• Action item
Starting with the first of the entries below and going through the line that contains "197L287 202L248 182L195", rewrite those lines as a Markdown table with the columns Row and Line, one numbered row per line. Omit blank lines and the pictures.

(Listed entries begins)

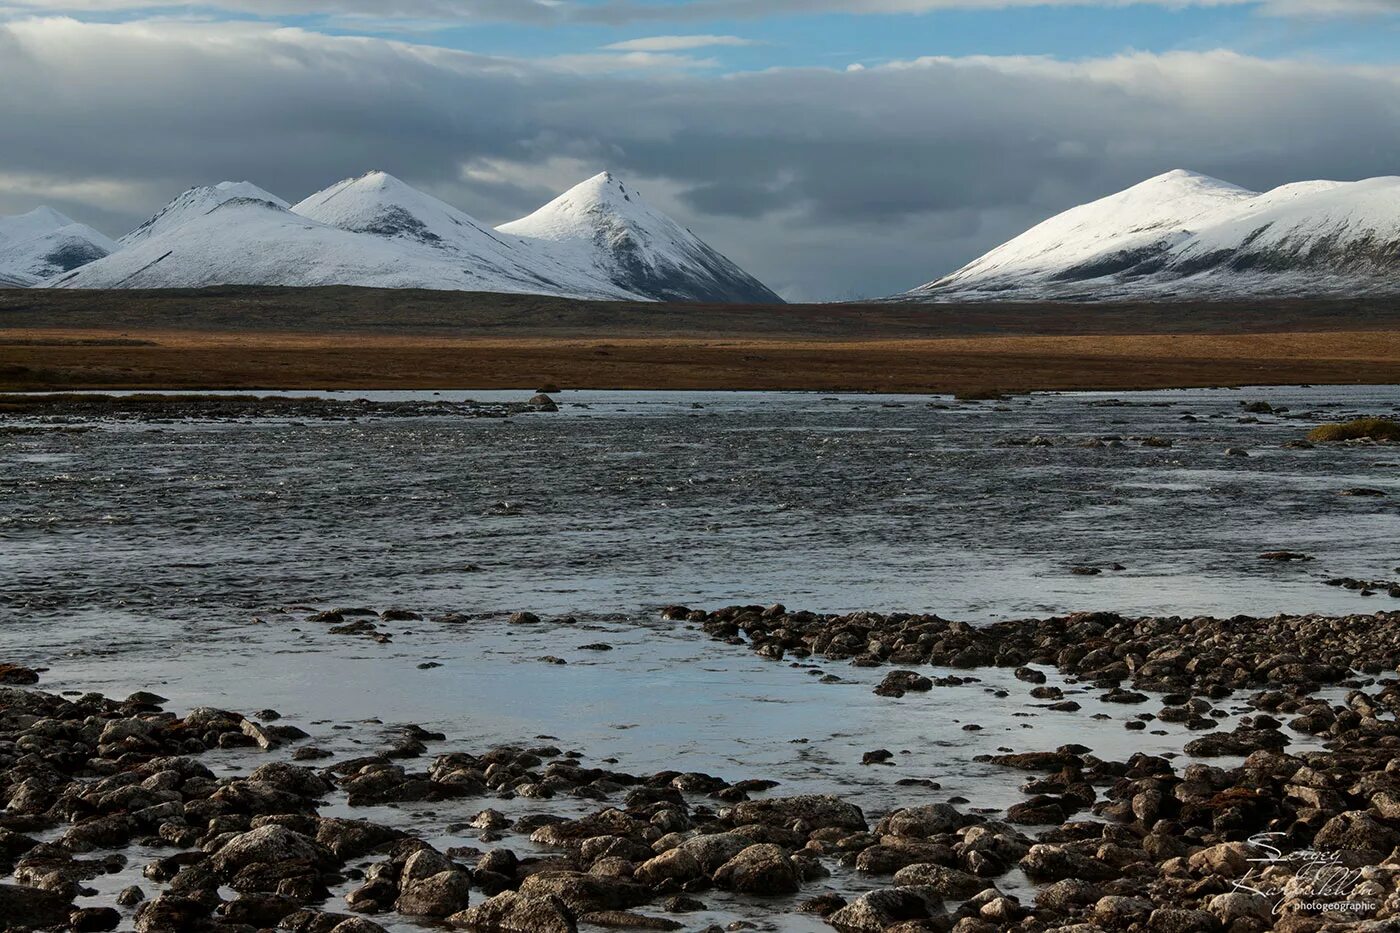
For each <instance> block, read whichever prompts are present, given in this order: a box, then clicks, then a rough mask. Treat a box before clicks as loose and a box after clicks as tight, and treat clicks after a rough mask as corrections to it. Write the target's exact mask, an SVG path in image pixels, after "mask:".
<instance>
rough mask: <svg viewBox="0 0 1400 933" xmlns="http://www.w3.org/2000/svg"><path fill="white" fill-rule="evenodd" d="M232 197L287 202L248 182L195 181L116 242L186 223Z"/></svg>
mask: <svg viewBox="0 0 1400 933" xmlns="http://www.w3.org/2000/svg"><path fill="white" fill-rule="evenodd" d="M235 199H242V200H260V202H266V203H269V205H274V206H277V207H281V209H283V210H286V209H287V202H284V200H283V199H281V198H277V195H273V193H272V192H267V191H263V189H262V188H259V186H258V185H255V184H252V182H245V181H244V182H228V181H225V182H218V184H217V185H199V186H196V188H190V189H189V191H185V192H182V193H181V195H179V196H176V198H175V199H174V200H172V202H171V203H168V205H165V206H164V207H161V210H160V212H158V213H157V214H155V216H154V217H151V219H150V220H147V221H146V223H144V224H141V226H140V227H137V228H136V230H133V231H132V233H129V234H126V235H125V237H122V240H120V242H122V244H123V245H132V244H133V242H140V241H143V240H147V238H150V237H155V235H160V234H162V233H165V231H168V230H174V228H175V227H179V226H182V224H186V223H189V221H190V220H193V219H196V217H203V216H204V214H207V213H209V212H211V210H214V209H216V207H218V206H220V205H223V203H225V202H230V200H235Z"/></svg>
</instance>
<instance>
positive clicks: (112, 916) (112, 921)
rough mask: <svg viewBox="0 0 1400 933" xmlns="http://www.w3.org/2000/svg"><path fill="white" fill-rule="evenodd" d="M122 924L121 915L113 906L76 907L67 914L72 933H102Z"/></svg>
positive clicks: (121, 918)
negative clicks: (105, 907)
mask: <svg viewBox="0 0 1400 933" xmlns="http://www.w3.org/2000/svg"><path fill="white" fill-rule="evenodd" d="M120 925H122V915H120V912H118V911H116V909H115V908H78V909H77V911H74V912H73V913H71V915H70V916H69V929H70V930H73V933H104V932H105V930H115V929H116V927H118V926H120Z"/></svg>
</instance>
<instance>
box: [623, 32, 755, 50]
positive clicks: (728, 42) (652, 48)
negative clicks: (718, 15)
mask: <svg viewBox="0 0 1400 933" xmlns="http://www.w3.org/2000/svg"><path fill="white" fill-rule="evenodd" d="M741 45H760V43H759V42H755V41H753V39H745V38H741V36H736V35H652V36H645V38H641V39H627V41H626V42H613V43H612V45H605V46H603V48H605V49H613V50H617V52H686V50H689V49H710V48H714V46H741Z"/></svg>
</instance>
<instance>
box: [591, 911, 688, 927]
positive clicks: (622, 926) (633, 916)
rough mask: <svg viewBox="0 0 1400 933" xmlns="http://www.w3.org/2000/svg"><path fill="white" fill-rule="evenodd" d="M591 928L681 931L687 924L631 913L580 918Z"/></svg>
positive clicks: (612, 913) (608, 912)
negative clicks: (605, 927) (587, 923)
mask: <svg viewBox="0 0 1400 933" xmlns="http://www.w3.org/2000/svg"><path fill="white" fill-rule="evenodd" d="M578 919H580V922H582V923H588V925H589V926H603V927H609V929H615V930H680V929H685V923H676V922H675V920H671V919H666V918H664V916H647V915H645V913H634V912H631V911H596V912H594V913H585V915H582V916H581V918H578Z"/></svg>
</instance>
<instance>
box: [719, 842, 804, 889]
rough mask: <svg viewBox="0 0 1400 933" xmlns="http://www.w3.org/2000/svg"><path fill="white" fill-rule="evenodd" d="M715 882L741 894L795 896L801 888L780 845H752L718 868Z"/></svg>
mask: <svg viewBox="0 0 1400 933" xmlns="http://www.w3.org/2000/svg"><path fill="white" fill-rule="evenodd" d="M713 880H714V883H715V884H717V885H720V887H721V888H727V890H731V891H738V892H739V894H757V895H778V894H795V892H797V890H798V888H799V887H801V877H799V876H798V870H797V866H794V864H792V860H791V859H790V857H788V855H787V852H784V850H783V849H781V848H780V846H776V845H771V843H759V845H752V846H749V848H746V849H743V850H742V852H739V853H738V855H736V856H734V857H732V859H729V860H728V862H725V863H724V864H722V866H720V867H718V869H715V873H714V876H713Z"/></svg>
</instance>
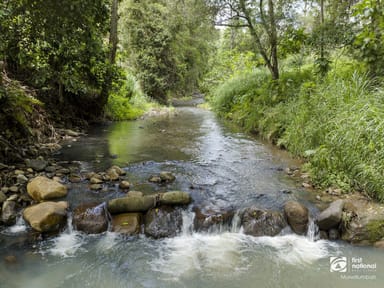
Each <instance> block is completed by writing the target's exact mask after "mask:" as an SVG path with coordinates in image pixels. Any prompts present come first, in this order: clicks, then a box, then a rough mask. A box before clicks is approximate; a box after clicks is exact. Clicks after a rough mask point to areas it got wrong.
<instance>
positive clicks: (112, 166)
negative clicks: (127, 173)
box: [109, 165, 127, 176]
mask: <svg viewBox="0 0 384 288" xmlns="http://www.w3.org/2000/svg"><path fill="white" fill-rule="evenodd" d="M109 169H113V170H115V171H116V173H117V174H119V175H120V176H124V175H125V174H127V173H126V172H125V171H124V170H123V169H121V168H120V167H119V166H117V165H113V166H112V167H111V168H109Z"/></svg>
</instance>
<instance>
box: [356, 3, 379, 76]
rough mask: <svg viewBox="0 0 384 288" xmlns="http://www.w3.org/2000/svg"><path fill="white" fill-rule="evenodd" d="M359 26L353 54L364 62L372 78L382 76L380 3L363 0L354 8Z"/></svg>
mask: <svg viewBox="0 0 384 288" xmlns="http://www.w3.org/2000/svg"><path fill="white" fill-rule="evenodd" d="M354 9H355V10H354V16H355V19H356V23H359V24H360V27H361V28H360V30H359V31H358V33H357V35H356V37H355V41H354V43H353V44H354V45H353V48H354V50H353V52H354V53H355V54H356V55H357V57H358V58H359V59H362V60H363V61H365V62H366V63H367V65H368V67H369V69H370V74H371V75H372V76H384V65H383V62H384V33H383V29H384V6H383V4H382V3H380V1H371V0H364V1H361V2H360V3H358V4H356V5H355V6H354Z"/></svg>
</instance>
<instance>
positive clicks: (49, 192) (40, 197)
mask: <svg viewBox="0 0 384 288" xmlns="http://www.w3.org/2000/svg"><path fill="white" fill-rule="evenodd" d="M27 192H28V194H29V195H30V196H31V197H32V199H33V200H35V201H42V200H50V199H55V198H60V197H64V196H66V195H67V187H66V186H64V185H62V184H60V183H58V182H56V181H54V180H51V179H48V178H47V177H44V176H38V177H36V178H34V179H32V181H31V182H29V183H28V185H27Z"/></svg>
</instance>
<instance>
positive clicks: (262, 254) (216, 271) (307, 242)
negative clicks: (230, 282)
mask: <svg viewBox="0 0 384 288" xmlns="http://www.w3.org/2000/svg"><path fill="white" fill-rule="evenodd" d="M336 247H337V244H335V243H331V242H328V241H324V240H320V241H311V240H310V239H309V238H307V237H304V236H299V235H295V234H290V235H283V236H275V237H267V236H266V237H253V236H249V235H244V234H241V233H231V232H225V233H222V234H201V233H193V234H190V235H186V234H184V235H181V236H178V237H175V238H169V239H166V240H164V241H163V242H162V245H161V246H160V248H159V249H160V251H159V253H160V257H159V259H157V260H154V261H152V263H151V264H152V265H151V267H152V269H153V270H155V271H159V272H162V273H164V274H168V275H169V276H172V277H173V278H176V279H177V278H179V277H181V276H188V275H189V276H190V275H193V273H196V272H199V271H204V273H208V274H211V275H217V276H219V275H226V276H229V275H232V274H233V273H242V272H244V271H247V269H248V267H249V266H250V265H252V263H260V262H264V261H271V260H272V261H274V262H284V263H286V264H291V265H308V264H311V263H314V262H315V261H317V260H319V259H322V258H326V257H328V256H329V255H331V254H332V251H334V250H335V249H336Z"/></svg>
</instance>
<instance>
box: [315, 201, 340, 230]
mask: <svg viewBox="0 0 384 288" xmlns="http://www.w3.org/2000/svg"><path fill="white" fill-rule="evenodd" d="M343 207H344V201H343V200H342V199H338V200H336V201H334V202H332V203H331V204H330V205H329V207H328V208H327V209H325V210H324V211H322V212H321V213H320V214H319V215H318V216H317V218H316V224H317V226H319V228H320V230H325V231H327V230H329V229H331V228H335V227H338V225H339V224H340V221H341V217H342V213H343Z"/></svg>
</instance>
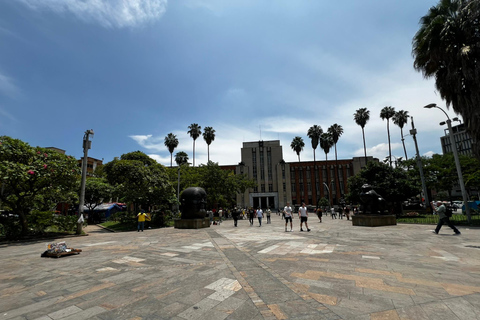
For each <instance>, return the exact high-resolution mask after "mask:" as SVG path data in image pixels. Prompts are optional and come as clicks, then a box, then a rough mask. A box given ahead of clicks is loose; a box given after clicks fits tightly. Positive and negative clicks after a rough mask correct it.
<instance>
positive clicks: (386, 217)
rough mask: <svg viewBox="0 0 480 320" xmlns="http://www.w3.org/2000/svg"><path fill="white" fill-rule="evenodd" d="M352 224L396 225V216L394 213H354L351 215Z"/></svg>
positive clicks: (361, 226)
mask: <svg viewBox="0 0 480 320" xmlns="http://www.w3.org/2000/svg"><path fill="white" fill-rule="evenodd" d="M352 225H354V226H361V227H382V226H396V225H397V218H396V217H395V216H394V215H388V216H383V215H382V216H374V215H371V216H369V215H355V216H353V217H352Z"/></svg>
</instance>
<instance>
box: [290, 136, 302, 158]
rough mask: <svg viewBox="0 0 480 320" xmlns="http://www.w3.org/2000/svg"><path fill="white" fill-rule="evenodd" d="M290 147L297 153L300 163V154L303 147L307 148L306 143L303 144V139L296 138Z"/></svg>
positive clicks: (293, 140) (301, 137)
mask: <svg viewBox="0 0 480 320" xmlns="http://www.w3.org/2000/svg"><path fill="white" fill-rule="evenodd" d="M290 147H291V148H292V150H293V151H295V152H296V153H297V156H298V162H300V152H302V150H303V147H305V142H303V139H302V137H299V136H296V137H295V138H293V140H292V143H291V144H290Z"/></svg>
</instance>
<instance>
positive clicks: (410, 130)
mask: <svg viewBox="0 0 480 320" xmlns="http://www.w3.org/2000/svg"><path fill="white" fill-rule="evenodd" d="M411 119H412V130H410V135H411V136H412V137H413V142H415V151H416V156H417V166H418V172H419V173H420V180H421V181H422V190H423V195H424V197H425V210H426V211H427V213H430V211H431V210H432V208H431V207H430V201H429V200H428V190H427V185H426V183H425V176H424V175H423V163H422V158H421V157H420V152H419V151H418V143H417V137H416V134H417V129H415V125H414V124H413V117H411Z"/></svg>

(Listed entries ends)

• Your response
| Row | Line |
|---|---|
| 1 | For each <instance> block, read whichever prompts are present, given in this order: a box, then clicks, then a rough mask. Treat a box before clicks as loose and a box after clicks as tight, and treat clicks after a rough mask as corrections to it. Write the target's exact mask, an SVG path in image pixels, after "mask:". |
| 2 | <instance> |
| 3 | rough mask: <svg viewBox="0 0 1400 933" xmlns="http://www.w3.org/2000/svg"><path fill="white" fill-rule="evenodd" d="M232 197L287 202L248 182L195 181L116 242L186 223Z"/></svg> |